*** Block opens ***
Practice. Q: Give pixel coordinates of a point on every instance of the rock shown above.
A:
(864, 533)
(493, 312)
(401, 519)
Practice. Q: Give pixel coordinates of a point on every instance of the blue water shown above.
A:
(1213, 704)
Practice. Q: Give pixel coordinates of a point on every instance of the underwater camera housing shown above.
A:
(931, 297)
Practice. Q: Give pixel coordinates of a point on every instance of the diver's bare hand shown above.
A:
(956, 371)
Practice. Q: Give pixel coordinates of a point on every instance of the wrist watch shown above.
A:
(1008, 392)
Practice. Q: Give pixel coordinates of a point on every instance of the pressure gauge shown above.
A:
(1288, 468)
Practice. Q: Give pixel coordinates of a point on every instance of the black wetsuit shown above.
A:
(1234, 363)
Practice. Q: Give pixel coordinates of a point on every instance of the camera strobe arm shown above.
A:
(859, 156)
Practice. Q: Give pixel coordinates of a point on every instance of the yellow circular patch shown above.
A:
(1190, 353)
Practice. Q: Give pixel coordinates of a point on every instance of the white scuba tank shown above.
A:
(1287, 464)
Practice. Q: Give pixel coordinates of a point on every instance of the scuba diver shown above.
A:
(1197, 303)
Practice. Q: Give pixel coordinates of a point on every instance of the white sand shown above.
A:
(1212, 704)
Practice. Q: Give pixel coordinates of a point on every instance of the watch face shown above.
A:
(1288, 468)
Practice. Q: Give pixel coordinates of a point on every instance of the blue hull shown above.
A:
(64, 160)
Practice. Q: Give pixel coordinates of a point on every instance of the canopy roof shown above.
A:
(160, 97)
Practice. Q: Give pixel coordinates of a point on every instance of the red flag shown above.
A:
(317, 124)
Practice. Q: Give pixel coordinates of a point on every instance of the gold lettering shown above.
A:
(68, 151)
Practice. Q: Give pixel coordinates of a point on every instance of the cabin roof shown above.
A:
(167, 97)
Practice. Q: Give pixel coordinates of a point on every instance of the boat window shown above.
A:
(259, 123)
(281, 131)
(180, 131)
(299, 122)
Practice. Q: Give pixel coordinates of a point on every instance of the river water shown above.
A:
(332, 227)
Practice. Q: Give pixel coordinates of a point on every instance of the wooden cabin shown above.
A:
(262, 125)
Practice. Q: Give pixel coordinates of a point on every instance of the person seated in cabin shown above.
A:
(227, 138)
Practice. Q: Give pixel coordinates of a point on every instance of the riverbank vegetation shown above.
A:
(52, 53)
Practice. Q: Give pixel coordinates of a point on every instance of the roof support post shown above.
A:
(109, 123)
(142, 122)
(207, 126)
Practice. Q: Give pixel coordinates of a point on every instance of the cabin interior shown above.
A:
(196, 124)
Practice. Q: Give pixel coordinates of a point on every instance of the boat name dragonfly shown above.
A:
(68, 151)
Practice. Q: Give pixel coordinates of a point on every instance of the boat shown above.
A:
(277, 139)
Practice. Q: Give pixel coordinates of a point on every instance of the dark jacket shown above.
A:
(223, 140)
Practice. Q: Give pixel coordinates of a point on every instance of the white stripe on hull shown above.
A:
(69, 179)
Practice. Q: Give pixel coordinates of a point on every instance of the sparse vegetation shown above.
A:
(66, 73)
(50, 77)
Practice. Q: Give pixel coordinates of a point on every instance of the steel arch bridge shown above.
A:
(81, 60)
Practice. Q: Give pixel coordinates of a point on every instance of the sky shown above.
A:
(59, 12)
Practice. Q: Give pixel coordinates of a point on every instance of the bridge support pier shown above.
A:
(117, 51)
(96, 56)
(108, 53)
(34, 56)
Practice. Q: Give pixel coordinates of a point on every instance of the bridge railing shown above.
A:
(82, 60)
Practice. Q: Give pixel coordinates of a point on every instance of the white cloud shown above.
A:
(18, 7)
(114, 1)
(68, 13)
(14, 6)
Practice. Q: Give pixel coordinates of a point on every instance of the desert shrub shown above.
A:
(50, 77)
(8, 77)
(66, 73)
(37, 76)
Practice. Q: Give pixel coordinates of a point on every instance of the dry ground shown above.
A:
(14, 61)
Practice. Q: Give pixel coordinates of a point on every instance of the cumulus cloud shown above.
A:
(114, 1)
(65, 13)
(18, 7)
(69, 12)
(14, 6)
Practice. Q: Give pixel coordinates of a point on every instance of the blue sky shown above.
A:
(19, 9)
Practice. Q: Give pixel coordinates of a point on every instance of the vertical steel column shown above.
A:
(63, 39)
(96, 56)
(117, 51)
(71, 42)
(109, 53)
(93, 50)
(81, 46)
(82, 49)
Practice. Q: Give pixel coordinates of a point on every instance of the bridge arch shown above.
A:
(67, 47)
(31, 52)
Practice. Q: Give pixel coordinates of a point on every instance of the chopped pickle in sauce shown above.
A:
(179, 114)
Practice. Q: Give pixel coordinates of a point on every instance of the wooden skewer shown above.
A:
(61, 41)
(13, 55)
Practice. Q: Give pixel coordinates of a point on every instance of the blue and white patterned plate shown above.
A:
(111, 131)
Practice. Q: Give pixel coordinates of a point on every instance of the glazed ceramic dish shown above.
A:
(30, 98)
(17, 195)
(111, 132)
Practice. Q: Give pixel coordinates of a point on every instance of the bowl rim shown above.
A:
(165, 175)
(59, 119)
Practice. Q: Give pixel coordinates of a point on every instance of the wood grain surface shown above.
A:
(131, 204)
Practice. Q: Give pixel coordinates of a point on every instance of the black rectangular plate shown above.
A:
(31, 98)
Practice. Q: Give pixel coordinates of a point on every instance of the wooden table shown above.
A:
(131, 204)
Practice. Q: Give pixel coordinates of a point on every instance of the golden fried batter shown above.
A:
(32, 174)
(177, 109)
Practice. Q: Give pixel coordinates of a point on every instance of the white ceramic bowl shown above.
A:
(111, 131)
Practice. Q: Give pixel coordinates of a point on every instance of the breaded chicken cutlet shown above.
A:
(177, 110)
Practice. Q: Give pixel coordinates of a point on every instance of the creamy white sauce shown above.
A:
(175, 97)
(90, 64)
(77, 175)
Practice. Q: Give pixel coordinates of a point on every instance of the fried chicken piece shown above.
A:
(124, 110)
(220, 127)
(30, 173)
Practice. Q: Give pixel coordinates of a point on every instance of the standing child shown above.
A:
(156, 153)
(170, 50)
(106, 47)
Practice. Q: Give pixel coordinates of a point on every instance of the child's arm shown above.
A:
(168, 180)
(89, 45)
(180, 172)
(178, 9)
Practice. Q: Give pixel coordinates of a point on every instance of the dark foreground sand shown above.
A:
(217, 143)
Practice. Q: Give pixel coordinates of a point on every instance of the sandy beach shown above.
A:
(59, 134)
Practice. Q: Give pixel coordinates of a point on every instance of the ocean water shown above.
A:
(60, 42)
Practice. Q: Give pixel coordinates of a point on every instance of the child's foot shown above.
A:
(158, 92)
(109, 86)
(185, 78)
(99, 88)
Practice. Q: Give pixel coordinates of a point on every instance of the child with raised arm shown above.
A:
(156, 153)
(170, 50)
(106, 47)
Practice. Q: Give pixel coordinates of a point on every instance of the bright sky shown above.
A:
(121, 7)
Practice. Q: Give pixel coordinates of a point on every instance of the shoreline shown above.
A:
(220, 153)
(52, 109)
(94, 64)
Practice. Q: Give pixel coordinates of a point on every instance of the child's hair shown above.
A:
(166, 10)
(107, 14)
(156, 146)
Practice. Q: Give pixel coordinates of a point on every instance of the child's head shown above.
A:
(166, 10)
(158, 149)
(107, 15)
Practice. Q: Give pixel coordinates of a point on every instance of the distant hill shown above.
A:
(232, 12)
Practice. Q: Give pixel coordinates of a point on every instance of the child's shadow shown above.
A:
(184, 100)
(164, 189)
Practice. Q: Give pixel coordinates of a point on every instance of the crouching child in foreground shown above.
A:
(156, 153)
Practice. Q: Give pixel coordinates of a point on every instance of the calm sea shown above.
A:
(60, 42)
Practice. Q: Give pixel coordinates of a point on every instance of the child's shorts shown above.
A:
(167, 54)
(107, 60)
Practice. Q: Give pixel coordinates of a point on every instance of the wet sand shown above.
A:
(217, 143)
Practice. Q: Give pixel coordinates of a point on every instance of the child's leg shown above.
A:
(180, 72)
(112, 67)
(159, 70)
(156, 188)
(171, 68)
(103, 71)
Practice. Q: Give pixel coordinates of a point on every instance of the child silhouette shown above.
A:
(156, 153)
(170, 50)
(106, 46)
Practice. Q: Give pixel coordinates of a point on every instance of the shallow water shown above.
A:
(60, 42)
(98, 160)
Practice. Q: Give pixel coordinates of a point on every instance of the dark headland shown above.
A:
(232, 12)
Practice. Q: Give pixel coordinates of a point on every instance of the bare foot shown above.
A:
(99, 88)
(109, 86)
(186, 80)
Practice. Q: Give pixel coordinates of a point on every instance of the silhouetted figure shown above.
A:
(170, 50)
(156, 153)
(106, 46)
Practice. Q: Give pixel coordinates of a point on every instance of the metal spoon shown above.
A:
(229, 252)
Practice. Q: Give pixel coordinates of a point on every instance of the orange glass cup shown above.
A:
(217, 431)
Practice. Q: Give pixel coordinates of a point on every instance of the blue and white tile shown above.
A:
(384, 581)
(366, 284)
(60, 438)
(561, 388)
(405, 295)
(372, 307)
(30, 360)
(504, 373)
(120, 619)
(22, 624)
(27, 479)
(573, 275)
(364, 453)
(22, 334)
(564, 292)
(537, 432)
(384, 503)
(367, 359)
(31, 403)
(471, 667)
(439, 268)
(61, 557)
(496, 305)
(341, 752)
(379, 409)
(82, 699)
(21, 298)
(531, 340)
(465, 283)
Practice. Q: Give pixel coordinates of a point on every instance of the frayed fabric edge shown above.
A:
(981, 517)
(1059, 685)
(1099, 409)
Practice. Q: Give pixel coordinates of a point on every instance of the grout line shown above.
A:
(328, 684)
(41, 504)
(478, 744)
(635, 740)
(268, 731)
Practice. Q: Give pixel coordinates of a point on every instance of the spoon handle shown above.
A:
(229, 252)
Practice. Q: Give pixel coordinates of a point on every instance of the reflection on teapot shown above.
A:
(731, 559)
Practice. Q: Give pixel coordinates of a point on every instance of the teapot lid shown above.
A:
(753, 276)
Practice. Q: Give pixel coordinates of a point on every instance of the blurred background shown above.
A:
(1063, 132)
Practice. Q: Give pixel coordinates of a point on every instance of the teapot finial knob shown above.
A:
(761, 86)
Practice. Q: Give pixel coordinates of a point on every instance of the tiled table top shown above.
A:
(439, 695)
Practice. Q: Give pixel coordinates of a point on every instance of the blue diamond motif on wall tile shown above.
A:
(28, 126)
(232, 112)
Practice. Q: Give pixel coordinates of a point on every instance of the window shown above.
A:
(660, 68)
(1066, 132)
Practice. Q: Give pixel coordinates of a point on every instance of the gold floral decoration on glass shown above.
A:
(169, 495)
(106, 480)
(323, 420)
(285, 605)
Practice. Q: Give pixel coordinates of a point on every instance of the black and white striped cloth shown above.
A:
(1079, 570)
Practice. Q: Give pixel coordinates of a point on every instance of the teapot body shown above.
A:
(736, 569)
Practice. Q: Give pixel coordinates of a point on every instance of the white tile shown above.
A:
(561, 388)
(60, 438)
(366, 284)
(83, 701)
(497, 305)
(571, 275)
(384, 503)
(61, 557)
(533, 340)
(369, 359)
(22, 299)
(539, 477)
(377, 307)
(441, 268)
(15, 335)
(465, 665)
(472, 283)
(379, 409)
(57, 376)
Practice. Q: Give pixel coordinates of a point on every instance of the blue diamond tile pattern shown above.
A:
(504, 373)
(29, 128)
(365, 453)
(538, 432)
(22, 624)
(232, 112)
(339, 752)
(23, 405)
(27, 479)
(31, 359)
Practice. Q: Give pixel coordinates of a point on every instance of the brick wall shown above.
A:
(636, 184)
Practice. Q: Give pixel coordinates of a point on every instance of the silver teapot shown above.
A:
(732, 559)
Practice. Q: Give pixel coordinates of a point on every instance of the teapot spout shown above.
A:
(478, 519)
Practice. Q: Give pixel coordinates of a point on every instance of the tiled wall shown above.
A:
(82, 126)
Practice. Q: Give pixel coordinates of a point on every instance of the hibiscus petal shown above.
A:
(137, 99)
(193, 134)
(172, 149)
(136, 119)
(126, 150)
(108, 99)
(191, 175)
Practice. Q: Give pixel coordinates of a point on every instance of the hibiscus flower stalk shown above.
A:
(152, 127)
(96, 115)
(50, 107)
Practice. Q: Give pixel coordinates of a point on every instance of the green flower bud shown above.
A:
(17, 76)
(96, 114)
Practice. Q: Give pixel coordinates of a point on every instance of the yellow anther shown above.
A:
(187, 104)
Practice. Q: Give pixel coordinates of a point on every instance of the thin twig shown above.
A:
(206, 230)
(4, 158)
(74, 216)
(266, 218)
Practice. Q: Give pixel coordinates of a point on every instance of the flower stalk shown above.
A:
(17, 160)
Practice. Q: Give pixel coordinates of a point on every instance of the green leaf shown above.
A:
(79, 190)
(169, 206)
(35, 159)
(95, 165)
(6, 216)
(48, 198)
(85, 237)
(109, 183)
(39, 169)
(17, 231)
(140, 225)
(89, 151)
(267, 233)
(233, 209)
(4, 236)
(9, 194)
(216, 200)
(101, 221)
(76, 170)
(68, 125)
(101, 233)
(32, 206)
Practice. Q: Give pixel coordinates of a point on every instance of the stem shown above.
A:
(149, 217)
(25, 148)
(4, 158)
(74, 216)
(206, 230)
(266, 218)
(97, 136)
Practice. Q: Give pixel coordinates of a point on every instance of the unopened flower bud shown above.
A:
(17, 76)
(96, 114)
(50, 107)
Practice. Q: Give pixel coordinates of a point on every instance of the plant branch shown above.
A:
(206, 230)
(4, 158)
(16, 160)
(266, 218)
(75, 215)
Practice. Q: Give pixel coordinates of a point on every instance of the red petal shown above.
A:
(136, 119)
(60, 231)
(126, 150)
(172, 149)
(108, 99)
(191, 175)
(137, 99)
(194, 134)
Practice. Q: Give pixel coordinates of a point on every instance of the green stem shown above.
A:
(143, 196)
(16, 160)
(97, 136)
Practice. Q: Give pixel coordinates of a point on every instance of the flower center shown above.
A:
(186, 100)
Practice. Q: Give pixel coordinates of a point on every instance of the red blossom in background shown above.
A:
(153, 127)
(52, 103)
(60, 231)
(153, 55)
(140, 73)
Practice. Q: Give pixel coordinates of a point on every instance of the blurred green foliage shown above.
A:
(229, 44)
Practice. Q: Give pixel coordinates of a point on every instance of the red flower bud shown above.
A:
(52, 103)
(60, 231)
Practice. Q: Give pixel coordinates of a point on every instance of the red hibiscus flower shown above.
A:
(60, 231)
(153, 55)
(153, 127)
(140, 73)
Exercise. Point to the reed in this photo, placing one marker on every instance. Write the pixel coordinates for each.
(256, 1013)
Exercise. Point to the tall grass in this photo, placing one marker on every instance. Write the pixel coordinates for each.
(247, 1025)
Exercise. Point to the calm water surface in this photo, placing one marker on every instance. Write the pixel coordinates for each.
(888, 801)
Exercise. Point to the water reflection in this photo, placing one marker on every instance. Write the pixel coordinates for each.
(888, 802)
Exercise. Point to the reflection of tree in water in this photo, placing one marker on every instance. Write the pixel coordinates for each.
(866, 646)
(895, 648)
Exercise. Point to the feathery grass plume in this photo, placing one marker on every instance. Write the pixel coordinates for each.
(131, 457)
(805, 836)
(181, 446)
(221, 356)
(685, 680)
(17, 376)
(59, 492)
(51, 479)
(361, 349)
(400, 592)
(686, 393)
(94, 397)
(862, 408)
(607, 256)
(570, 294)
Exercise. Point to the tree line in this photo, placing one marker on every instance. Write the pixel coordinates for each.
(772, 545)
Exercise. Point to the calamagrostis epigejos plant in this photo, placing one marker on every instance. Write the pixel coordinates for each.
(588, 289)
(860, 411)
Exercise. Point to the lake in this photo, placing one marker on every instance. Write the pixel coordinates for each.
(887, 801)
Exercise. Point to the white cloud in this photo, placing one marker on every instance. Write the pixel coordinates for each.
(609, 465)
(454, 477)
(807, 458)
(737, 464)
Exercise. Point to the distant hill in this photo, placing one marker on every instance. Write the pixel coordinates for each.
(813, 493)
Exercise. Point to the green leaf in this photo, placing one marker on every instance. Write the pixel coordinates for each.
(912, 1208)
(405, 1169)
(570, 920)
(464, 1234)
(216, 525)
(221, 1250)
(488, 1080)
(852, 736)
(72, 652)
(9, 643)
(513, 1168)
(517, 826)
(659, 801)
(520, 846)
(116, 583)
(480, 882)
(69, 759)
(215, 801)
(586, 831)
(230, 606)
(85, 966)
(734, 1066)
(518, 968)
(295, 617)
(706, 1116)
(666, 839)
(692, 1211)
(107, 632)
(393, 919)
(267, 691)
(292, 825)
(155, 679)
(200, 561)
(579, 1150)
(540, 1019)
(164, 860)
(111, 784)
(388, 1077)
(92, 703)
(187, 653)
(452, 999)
*** Block closes ***
▸ TASK BRIEF
Quote every line of the records above, from the first down to the one holding "housing shown above.", exactly as written.

▸ OUTPUT OF THE EXERCISE
Practice. Q: Give pixel coordinates of a point on every instance of the rock shown above.
A:
(864, 533)
(493, 312)
(401, 519)
Practice. Q: Give pixel coordinates of a point on every instance of the blue water shown above.
A:
(1213, 704)
Practice. Q: Give pixel coordinates of a point on every instance of the underwater camera housing shown above.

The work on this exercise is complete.